Extrait présenté >>
--------

Si Québec abandonne le programme de procréation assistée, comme prévu dans le projet de loi 20, plusieurs couples québécois se rendront dans l'une des dizaines de cliniques américaines offrant ces traitements le long de la frontière et dont certaines ne se gênent pas pour courtiser les patients de la province, craint l'Association des couples infertiles du Québec (ACIQ).

Déjà, un réseau de cliniques de la région de Boston enregistre une hausse du nombre de clients provenant du Québec, a constaté La Presse. «Depuis le dépôt du projet de loi 20, on voit une augmentation du nombre de patients québécois qui nous appellent pour se renseigner. On a reçu une quarantaine de demandes depuis janvier. On a aussi déjà réalisé 12 cycles de fécondation avec des patients canadiens. Tous sont québécois, sauf un. C'est plus que par le passé», explique la Dre Danielle Vitiello, directrice des Fertility Centers of New England.

Une dizaine d'autres cliniques de fertilité américaines offrent leurs services près de la frontière du Québec, révèle un recensement de l'ACIQ. Plusieurs ne se gênent pas pour courtiser les Québécois. Le Centre médical de l'Université du Vermont à Burlington offre des services en français et accorde un rabais de 30% aux patients canadiens, peut-on lire sur leur site internet. «L'établissement est situé à seulement 90 minutes de Montréal», peut-on y lire également.

--------

Données fournies >>

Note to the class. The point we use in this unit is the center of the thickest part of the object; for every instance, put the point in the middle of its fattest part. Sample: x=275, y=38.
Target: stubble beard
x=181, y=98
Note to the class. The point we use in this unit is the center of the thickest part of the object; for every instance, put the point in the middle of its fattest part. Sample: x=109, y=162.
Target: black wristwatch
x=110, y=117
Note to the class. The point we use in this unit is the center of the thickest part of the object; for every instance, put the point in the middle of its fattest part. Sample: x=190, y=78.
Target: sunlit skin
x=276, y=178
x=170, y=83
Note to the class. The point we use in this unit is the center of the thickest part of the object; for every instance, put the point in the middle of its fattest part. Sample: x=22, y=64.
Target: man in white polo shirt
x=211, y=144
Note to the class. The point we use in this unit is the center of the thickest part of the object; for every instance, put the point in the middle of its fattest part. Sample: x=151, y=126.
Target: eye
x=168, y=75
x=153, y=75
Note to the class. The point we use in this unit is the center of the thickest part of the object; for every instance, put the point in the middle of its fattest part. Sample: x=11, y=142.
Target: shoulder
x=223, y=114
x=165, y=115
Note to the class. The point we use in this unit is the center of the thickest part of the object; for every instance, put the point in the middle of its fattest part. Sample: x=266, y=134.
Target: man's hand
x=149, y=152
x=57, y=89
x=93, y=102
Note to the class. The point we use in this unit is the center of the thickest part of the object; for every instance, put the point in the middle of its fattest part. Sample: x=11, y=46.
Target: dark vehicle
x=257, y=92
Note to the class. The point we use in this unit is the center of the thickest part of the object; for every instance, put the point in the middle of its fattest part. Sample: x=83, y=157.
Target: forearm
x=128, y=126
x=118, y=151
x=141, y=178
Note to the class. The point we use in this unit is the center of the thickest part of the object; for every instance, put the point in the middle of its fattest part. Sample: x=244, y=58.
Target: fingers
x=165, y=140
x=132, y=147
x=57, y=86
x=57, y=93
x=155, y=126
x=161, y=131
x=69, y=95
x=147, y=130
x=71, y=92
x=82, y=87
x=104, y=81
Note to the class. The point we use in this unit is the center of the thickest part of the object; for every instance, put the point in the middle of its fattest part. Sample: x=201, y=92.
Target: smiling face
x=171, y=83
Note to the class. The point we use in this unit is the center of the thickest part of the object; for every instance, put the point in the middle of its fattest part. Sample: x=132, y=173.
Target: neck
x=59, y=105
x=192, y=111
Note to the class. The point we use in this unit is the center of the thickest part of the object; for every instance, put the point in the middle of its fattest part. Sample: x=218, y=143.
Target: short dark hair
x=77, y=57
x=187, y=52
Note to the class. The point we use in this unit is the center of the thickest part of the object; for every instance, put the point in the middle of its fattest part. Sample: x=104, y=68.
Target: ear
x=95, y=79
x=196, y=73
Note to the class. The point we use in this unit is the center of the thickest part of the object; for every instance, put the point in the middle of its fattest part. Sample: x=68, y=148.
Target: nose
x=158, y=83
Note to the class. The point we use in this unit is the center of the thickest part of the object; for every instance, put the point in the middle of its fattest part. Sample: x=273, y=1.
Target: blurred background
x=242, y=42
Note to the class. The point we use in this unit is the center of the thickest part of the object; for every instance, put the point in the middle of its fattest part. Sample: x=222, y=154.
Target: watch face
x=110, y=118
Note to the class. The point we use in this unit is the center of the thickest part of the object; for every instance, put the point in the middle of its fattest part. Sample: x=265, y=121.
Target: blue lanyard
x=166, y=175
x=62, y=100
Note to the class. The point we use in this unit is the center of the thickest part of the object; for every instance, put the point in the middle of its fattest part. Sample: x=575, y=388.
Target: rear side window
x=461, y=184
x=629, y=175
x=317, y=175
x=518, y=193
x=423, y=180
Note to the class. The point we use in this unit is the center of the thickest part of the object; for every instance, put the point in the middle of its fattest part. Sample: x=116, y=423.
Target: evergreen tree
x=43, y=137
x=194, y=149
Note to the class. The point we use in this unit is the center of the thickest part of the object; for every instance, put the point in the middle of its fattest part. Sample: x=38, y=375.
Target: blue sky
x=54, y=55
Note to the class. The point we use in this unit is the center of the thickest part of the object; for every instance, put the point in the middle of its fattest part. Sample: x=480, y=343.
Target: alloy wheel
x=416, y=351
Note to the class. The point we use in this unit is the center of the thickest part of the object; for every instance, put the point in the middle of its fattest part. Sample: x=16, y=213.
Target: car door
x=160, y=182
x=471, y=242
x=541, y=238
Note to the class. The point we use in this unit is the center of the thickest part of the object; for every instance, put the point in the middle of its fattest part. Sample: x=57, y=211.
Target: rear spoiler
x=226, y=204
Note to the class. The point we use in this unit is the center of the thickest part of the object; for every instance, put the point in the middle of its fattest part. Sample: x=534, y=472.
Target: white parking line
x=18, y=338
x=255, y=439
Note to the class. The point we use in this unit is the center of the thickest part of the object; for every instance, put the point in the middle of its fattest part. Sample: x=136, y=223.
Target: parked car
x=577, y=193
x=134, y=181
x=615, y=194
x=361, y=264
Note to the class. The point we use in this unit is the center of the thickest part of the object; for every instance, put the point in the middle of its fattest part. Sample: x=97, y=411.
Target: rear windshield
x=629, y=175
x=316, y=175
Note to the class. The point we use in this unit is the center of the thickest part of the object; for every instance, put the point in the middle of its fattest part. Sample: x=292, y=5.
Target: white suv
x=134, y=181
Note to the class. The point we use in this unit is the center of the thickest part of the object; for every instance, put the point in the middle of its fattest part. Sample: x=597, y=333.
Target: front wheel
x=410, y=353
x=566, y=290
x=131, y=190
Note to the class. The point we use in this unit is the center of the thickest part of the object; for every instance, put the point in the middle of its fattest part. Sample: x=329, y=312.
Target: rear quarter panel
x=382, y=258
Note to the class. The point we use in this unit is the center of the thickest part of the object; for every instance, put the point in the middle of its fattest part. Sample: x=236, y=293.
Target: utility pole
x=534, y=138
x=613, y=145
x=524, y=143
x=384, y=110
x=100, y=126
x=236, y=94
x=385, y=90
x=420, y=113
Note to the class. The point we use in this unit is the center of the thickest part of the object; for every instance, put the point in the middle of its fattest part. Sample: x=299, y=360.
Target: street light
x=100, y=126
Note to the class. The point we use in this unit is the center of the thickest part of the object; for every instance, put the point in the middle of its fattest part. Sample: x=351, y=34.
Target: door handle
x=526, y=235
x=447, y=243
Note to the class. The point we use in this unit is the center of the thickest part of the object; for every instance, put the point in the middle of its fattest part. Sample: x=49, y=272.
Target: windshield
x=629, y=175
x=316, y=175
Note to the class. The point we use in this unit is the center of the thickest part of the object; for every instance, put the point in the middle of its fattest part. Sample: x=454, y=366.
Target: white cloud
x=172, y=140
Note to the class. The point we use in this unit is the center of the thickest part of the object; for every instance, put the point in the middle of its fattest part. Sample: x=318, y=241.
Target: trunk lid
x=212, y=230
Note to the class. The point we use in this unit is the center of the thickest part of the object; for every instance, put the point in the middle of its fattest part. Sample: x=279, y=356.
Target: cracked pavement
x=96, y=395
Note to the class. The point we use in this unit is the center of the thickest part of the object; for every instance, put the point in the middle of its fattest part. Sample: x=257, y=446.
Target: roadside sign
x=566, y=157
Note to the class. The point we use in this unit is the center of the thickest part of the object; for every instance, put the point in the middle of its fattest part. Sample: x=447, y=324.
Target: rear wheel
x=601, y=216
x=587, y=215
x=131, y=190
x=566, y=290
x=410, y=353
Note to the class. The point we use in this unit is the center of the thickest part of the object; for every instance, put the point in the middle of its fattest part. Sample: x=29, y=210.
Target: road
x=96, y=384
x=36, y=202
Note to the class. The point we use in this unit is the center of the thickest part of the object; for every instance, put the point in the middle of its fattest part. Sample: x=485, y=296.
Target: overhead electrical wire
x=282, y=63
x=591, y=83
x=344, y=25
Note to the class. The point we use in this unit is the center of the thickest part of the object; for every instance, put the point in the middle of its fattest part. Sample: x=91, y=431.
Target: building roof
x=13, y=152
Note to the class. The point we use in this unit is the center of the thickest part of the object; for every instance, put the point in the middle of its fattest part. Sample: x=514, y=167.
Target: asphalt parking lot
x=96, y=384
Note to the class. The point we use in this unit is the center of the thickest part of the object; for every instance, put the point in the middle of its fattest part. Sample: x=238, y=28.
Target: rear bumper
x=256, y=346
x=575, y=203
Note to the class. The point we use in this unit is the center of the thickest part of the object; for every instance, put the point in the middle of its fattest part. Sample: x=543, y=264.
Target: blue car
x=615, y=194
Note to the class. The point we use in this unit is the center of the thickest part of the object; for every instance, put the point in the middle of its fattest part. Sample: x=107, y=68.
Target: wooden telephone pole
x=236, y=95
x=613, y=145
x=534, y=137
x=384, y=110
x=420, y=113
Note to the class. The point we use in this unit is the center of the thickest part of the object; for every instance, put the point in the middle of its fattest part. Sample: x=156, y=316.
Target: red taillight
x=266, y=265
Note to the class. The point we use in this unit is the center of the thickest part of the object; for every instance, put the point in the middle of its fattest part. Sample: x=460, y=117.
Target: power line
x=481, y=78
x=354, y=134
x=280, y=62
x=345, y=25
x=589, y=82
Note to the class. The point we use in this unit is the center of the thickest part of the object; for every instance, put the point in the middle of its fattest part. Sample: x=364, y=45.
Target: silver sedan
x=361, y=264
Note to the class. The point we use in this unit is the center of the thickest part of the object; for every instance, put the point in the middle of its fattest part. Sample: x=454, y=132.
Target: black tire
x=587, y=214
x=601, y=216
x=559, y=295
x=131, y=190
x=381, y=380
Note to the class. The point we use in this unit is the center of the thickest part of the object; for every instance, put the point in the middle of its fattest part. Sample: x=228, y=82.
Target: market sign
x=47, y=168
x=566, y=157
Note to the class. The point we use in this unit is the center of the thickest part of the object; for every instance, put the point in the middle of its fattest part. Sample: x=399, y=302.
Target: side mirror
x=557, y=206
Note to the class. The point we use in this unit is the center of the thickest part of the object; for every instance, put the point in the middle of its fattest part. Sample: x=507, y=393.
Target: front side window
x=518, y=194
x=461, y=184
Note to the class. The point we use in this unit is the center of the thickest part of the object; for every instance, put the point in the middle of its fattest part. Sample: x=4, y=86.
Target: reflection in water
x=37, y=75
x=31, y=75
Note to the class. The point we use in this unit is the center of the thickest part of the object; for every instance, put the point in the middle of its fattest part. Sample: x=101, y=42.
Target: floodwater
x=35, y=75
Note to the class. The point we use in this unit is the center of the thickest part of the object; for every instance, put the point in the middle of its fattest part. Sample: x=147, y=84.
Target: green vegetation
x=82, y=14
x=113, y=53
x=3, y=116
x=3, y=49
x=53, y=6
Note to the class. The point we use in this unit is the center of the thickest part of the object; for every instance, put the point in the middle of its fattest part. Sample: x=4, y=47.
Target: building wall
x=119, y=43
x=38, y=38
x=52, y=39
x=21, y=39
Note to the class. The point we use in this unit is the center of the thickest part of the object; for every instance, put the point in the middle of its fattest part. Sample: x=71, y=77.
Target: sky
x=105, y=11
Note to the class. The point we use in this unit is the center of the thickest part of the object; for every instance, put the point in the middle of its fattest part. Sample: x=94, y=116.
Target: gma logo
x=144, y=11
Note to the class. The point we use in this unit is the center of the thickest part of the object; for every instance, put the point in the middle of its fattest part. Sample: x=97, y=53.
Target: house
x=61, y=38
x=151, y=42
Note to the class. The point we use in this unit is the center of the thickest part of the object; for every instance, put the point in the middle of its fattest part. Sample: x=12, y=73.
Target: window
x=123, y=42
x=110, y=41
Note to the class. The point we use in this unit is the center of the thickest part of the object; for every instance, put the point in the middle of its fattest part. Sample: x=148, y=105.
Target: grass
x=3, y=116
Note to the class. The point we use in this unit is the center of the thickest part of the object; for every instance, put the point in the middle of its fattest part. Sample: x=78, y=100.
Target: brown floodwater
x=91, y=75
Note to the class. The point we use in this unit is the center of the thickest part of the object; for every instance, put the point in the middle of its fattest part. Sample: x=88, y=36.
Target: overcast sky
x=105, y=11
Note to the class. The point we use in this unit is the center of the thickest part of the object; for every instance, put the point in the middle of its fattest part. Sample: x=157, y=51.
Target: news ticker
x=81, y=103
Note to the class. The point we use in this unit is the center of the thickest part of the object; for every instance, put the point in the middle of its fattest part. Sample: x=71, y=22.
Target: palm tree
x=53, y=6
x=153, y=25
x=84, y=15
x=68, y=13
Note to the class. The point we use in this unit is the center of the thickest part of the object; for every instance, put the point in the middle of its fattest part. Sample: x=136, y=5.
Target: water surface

--------

Consignes de travail >>
A. Recopiez le passage du texte sur les cliniques de fertilité compris entre « Si Québec abandonne » et « du Québec (ACIQ). », bornes incluses.
B. D'après le texte sur les cliniques de fertilité, pourquoi l'Association des couples infertiles du Québec craint-elle que plusieurs couples québécois se tournent vers des cliniques américaines ?
C. Poursuivez le texte sur les cliniques de fertilité après sa dernière phrase.

Résultats >>
A.
Si Québec abandonne le programme de procréation assistée, comme prévu dans le projet de loi 20, plusieurs couples québécois se rendront dans l'une des dizaines de cliniques américaines offrant ces traitements le long de la frontière et dont certaines ne se gênent pas pour courtiser les patients de la province, craint l'Association des couples infertiles du Québec (ACIQ).

B. Elle le craint parce que Québec pourrait abandonner le programme de procréation assistée, comme le prévoit le projet de loi 20. Des dizaines de cliniques américaines offrant ces traitements se trouvent le long de la frontière, et certaines courtisent les patients de la province.

C.
Grossesses multiples

À la clinique Northeastern Reproductive Medicine, à Colchester, on précise que des services en français peuvent être offerts facilement. C'est le cas de plusieurs autres cliniques du New Hampshire, du Vermont et de l'État de New York. La quasi-totalité de ces établissements offrent également la possibilité de se faire implanter plusieurs embryons à la fois.

Afin de diminuer le taux de grossesses multiples, le Programme québécois de procréation assistée, en vigueur depuis 2010, ne permettait l'implantation que d'un embryon à la fois. Dans les trois années suivant l'adoption du programme, le nombre de grossesses multiples a diminué de 55% au Québec.

Avec son projet de loi 20, le gouvernement veut mettre fin à la gratuité du programme de procréation assistée. Les patients bénéficieront plutôt d'un crédit d'impôt. Les femmes de plus de 42 ans n'y seront plus admissibles et il sera toujours interdit d'implanter plus de deux embryons chez les patientes.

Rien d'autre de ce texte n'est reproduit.